[What is needed]
Reproduce every line of the material below without any change, from the line containing "segment --target blue" down through the final line of the material.

[Data listing]

--- --- ---

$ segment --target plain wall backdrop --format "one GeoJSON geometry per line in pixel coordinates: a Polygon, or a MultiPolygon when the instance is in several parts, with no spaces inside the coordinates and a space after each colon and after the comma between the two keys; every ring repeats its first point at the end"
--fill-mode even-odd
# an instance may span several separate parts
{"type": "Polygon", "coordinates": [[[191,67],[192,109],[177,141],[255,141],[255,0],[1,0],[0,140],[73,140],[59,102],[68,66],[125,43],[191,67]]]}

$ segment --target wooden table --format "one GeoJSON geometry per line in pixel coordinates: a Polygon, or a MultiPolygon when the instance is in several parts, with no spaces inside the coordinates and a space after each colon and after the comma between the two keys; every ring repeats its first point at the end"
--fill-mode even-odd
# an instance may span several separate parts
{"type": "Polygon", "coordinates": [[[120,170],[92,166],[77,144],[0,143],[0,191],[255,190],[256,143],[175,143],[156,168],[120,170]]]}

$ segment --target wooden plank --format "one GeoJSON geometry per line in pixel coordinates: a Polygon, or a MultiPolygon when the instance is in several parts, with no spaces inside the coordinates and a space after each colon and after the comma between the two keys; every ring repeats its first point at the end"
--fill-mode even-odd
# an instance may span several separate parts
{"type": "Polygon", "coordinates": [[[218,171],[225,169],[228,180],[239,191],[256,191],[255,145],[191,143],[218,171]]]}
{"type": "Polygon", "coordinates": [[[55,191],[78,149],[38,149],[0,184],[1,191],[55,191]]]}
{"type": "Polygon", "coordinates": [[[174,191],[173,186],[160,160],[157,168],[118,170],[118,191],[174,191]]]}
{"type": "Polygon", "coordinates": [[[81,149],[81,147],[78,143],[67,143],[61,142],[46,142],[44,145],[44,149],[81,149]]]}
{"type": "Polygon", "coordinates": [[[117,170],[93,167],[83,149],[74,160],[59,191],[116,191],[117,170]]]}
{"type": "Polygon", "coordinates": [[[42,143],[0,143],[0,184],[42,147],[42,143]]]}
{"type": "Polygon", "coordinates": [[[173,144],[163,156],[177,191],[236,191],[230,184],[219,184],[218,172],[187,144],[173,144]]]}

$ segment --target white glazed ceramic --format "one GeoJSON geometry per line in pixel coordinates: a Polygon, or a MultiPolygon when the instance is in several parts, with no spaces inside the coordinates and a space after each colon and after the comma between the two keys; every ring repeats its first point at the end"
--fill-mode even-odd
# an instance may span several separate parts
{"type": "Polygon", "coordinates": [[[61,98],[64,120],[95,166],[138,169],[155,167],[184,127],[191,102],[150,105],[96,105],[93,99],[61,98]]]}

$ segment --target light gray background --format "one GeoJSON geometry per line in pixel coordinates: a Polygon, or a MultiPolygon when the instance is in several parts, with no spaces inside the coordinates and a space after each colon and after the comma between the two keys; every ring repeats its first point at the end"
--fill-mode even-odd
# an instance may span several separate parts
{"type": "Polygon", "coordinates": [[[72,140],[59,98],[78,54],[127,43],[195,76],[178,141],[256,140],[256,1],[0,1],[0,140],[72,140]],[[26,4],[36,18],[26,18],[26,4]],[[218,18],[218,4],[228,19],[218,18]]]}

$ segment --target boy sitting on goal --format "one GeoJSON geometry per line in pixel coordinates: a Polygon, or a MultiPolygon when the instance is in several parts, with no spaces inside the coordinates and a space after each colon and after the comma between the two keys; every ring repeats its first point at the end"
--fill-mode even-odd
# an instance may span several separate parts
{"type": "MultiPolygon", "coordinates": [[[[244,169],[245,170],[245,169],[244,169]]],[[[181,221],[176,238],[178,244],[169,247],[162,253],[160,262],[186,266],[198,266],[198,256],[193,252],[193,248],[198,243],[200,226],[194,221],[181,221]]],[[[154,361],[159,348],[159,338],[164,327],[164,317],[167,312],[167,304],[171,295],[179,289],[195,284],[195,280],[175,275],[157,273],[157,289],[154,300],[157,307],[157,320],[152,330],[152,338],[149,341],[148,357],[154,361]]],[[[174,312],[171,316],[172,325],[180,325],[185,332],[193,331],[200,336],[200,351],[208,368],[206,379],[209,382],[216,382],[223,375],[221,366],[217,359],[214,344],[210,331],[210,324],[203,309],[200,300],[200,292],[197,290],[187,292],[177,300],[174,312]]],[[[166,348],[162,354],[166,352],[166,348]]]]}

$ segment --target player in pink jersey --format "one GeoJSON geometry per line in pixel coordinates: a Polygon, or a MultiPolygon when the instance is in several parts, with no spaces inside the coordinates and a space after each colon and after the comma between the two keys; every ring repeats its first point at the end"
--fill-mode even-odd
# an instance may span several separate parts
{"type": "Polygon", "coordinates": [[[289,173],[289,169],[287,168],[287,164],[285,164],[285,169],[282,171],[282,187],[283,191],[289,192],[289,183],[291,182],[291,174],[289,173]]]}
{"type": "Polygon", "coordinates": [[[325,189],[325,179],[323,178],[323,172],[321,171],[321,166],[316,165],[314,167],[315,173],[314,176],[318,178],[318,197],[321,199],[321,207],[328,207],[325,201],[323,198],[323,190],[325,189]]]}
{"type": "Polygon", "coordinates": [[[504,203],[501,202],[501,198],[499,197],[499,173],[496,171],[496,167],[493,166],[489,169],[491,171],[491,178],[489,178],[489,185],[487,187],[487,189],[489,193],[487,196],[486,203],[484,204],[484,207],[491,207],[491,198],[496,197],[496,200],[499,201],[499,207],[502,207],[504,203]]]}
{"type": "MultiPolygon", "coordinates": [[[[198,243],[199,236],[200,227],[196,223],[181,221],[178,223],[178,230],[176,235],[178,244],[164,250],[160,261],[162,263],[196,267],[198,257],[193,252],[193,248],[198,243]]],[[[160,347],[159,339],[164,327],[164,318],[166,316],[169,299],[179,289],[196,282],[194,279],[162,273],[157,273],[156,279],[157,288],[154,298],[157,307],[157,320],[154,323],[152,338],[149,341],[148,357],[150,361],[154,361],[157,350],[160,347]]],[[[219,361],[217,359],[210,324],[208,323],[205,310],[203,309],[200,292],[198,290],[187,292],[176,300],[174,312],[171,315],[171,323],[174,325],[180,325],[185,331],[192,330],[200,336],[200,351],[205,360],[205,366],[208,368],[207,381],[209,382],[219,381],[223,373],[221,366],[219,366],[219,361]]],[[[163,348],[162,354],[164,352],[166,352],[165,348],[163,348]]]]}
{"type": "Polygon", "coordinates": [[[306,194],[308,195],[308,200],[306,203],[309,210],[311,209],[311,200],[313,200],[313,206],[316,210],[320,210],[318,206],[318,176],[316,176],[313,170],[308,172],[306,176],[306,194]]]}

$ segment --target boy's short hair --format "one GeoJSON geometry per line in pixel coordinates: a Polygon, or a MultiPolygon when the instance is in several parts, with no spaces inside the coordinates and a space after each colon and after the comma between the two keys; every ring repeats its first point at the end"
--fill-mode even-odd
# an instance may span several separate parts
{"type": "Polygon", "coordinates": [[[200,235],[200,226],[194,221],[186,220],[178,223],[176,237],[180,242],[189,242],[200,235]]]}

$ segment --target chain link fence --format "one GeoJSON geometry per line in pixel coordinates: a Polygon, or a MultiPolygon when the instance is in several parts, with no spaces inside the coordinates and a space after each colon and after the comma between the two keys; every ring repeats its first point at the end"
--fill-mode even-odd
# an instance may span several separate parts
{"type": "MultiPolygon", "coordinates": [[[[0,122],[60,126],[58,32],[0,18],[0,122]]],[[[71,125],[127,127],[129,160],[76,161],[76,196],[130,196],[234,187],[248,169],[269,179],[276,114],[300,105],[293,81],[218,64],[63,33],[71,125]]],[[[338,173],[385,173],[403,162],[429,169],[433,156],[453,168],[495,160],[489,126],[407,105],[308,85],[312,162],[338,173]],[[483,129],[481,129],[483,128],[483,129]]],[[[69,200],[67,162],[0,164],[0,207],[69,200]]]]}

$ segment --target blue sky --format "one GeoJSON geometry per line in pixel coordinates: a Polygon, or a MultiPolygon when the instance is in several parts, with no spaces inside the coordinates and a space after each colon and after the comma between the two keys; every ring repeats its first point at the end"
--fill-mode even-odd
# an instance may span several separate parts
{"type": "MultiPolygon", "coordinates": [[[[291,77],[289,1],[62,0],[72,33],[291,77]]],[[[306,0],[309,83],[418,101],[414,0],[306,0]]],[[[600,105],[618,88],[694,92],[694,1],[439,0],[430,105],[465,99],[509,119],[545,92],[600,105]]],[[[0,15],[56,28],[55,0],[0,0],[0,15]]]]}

--- --- ---

[Response to the task]
$ segment --target blue sky --format "one GeoJSON geometry per line in pixel coordinates: a Polygon, or a MultiPolygon when the instance is in several parts, with no spaces inside the coordinates and a space after each colon and after the comma between the two keys; every ring repeats its first point at the end"
--fill-mode even-odd
# an instance may span several separate parts
{"type": "MultiPolygon", "coordinates": [[[[291,77],[289,1],[62,0],[72,33],[291,77]]],[[[306,0],[309,83],[418,101],[414,0],[306,0]]],[[[600,105],[618,88],[694,92],[694,1],[439,0],[430,105],[465,99],[509,119],[545,92],[600,105]]],[[[0,15],[56,28],[55,0],[0,0],[0,15]]]]}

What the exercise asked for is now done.